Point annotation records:
## START
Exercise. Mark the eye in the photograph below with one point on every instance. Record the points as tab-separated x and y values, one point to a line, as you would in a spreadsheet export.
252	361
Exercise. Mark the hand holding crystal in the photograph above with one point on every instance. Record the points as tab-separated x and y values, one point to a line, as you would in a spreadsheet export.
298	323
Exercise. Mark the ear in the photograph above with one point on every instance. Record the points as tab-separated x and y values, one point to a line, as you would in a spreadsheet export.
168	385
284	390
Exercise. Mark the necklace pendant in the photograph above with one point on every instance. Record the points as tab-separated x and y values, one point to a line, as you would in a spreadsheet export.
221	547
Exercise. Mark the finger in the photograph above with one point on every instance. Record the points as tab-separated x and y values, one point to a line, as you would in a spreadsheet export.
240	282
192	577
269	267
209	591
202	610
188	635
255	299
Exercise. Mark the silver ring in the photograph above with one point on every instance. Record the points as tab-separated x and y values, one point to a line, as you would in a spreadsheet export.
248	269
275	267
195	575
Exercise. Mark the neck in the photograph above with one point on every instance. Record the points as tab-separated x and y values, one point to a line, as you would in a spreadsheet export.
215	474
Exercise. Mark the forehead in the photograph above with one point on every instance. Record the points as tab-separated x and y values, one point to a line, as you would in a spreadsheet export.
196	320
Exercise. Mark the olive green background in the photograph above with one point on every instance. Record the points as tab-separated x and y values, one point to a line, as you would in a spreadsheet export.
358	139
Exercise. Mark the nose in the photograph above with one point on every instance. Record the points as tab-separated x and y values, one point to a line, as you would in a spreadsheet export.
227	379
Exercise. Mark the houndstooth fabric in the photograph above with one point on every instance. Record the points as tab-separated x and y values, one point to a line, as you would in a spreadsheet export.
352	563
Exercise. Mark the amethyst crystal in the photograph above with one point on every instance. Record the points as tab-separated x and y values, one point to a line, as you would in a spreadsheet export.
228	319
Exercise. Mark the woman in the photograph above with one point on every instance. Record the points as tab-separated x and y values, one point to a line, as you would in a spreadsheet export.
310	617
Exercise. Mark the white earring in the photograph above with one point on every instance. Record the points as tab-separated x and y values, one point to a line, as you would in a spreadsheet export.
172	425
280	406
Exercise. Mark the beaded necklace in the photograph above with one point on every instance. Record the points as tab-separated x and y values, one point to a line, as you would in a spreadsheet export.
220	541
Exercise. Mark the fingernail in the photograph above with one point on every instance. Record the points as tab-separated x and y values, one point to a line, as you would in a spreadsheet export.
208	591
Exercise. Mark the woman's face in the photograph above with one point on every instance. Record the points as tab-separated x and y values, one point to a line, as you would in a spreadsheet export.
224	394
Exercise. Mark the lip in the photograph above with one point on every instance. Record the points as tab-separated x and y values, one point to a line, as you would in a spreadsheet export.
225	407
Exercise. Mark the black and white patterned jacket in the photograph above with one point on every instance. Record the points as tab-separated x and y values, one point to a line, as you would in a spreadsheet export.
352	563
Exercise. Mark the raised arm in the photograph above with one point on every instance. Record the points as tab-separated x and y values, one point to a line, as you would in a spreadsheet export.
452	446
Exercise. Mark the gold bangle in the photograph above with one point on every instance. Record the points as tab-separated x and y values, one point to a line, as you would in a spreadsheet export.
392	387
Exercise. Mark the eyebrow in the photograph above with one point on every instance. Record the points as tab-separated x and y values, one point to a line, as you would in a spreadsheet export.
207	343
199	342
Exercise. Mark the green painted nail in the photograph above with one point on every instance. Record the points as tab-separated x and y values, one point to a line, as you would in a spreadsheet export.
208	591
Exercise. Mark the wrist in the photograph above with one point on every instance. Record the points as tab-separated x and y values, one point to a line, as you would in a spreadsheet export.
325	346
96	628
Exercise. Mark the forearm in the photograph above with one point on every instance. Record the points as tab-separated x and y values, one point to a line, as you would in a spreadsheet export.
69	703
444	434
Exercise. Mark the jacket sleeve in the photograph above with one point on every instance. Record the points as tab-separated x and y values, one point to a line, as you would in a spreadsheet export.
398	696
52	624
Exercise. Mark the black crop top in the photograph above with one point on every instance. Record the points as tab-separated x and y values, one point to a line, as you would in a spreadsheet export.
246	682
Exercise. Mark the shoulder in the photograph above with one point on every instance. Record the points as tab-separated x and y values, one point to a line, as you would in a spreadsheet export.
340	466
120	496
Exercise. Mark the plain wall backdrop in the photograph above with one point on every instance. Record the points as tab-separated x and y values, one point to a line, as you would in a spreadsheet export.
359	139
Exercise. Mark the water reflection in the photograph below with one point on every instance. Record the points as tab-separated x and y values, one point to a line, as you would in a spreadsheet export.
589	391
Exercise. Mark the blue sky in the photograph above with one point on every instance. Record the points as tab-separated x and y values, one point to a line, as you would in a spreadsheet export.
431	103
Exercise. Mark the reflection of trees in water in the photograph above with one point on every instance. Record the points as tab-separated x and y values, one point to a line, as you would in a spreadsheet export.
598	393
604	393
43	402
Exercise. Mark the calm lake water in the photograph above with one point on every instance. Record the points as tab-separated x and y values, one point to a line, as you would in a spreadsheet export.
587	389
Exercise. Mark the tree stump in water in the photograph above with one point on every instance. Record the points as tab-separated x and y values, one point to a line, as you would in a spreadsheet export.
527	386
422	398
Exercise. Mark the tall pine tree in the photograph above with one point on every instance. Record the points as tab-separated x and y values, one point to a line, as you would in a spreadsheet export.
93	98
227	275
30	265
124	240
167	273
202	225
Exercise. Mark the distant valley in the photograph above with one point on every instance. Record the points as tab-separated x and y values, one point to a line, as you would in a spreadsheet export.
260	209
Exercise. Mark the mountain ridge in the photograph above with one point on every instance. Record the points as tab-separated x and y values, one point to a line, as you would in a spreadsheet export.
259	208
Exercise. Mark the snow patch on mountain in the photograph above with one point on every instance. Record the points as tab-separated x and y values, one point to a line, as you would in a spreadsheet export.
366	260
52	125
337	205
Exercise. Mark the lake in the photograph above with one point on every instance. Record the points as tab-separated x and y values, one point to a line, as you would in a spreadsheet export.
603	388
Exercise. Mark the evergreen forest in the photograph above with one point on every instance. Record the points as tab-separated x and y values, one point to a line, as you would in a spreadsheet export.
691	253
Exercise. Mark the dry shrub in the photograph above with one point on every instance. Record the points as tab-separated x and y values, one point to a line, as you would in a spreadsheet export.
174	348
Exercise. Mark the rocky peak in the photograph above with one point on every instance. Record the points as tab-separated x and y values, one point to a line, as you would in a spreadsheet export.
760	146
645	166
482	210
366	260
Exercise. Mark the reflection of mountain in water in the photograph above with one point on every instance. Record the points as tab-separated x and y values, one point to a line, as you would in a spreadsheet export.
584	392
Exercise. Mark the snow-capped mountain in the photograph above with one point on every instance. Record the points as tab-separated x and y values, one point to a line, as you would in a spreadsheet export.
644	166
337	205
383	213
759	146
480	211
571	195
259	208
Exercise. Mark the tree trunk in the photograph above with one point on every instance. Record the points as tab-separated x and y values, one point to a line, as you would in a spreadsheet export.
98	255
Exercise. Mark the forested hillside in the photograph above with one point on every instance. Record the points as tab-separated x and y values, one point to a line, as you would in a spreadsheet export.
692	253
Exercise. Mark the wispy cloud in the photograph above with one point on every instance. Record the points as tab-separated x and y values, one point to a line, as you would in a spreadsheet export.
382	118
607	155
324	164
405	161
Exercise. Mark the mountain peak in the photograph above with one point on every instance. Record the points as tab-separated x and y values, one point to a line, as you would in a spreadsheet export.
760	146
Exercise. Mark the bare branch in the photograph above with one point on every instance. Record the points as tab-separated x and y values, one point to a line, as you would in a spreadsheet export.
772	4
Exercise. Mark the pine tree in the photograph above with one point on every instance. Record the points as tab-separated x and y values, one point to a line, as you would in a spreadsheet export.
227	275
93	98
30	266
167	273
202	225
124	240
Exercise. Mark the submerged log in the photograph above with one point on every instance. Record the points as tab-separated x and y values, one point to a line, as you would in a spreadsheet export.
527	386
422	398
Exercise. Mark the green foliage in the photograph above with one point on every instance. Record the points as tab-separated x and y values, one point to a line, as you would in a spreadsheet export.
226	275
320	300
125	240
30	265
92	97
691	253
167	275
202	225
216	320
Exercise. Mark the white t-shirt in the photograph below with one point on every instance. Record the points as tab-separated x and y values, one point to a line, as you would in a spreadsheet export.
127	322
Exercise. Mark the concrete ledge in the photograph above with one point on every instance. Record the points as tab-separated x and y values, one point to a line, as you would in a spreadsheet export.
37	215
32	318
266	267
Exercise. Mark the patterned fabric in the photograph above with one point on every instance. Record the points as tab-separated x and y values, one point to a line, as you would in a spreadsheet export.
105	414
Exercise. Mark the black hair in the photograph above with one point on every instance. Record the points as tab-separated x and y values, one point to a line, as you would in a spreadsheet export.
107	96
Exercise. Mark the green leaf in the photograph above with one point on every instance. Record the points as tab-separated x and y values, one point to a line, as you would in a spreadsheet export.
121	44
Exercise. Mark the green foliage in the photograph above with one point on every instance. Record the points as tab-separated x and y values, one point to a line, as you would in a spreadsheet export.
## END
Find "Exercise. Mark the patterned" in the data above, then repeat that line and all lines after it exactly, ending with the final line.

= Written reply =
Exercise. Mark the patterned fabric in the photograph above with one point on every instance. Record the points as tab-separated x and y values, one point to a line, as you would in a spreadsheet export.
105	414
Exercise. Mark the black hair in the photograph above with one point on every instance. Record the points as tab-separated x and y values, one point to a line, as you would in a spreadsheet export.
107	96
Exercise. Mark the green leaf in the photograph above with one point on every instance. Record the points as tab-separated x and y values, one point to a line, as you would in a spreadsheet export.
121	44
Exercise. Mark the green foliage in the photograph above with one point on every instance. Record the points as tab-separated x and y values, one point to a line, as you would in a spreadsheet export.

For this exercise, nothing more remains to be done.